* [Direction 1] Rewrite the entries from their first line through the line holding "[(322, 352), (506, 342)]", inclusive, replacing "microphone on flexible stem" with "gooseneck microphone" and leaving everything else unchanged.

* [Selection]

Chris has a lot more experience than I have where it comes to the plating of metals. He may damned well correct some of the things I've stated. Both of us will learn something from him. 

Harold


----------



## nicknitro (Jun 10, 2009)

Harold,

Glad to hear from ya. I think you had better send Johnny some pics of your house before he comes up there. LOL

I was saying tested, sorry typo, it happens now and then as my computer gets slower. Harold, do you know of a good post that I could read up on for createing a silver cell? I reallize you have said that it is not a viable option for the materials I am refining, but it may be of some help when I decide to further refine. 

As for the cementing process, I know can see a dull gray precipitant forming on the undissolved rods. 

Most likely from leaving the heat on too long, as it is kinda stuck to the rods. I guess another nitric addition is in order.

Still no response as to wether AP would be a cheaper process with maybe an aerator.

Thanks all,
Nick


----------



## goldsilverpro (Jun 10, 2009)

nicknitro,

I guess I was confused. I thought you were totally dissolving the solder in nitric. If so, there would be no copper left to continually cement the silver. All the silver would be in solution and you could easily collect all of it. 

By only partially dissolving the alloy, I don't see what you have gained. It sounds like you now have a mix of undissolved solder that still contains silver and cemented silver, with no silver in solution. If you're going to use nitric, I would dissolve everything.

Harold is right. A silver cell won't help at all, unless you want to purify the silver that you've collected by cementation or other means. To use a silver cell, the break even point is to start with about 90% silver. Below that purity is a waste of time.

* [Records for this exercise]

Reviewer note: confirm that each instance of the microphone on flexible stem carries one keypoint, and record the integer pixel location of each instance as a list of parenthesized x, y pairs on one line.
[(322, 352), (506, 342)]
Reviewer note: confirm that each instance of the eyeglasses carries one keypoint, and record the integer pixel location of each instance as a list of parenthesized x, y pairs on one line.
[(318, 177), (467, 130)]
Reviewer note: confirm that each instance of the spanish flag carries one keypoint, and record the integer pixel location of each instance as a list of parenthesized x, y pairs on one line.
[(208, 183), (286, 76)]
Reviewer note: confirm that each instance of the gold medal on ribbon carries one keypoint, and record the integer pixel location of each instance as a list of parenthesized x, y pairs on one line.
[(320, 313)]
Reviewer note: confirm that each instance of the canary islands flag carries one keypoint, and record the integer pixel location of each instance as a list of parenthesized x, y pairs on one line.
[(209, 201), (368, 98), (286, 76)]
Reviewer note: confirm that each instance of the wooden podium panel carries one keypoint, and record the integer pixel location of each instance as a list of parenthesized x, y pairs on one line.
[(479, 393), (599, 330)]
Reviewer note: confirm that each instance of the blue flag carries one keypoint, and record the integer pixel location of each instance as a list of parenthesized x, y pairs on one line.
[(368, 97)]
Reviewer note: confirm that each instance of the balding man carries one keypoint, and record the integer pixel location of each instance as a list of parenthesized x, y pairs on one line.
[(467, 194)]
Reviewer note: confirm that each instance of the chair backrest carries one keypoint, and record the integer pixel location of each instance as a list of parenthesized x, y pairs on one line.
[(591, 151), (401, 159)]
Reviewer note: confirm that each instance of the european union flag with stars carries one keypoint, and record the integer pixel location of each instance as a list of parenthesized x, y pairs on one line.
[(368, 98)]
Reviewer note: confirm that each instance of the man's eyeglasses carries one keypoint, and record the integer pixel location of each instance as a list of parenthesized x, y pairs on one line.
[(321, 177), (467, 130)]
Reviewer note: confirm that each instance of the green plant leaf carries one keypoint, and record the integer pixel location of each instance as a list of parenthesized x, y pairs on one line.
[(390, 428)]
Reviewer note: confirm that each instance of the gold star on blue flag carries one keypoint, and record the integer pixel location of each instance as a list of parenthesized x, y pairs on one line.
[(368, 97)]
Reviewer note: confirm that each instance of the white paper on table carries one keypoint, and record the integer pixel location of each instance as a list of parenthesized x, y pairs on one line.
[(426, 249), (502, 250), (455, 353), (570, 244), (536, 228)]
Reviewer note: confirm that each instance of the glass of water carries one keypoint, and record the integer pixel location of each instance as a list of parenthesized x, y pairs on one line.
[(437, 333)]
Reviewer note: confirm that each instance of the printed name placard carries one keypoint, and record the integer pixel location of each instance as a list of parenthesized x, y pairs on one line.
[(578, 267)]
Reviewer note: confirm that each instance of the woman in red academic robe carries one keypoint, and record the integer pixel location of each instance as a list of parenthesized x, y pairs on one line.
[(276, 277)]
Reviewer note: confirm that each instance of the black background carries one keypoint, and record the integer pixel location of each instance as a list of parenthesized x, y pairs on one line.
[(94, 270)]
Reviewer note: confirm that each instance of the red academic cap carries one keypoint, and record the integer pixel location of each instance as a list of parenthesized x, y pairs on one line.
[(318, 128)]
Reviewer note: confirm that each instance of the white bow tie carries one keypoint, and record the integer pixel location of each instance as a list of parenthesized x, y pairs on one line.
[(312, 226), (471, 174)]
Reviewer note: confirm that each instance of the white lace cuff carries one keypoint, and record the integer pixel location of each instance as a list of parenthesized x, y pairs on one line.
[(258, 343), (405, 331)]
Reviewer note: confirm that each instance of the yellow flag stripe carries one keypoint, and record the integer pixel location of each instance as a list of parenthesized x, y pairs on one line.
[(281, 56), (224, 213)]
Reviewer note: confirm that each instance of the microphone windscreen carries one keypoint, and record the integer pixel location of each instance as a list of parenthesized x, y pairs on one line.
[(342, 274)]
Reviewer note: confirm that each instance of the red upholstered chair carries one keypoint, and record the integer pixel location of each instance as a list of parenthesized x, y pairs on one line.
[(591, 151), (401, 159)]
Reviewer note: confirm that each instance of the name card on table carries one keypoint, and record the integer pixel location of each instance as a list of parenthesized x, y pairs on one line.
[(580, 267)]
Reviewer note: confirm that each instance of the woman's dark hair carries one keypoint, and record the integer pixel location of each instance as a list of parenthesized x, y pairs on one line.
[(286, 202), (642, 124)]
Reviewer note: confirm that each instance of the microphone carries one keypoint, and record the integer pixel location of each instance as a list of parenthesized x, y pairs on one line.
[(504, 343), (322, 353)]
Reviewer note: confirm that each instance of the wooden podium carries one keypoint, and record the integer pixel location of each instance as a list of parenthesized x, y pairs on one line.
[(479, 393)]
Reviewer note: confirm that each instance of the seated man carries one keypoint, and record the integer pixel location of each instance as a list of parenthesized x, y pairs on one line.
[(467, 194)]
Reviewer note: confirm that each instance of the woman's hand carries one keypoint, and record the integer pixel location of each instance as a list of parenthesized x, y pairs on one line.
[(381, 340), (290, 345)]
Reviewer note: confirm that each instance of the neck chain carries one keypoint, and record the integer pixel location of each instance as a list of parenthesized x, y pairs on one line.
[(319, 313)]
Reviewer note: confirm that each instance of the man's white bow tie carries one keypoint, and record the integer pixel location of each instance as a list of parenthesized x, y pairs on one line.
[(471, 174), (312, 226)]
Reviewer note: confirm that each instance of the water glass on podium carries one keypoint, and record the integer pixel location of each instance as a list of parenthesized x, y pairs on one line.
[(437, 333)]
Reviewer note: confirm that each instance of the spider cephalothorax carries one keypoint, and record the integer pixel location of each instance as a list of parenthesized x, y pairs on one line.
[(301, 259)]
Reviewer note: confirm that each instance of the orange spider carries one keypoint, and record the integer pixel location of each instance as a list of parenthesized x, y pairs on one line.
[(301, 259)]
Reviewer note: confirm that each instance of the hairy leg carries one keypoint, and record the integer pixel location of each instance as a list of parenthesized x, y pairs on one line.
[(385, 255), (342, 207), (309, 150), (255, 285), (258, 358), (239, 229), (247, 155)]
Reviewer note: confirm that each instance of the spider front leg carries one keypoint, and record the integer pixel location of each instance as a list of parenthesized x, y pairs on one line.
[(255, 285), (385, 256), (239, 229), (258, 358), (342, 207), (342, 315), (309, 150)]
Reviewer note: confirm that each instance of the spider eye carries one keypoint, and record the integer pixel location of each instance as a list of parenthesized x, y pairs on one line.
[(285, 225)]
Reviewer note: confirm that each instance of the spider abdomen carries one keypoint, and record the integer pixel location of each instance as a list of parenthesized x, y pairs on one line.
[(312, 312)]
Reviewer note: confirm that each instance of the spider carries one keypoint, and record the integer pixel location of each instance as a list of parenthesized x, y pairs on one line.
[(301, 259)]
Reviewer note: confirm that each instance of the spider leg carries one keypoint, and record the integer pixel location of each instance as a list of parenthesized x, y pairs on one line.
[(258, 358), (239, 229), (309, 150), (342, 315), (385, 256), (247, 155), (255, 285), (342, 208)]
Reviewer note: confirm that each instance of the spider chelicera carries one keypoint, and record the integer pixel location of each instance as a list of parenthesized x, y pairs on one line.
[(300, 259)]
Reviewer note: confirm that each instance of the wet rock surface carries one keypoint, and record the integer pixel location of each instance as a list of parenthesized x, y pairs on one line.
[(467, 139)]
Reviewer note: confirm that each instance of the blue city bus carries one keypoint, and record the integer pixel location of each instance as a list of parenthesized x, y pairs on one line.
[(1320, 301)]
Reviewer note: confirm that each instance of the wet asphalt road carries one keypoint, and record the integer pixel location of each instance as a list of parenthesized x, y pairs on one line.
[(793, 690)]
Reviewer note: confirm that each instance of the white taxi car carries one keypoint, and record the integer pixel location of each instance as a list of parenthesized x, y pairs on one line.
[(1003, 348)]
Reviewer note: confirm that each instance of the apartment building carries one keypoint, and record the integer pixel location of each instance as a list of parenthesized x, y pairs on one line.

* [Direction 2] Repeat the passage of the forum thread on silver refining between "I guess I was" and "collect all of it.", inclusive, word for word.

* [Task output 1]
Reviewer note: confirm that each instance of the gooseneck microphone carries one keypoint, and record the integer pixel location of each instance as a list of parenthesized x, y pairs on one line.
[(322, 352), (506, 342)]

* [Task output 2]
I guess I was confused. I thought you were totally dissolving the solder in nitric. If so, there would be no copper left to continually cement the silver. All the silver would be in solution and you could easily collect all of it.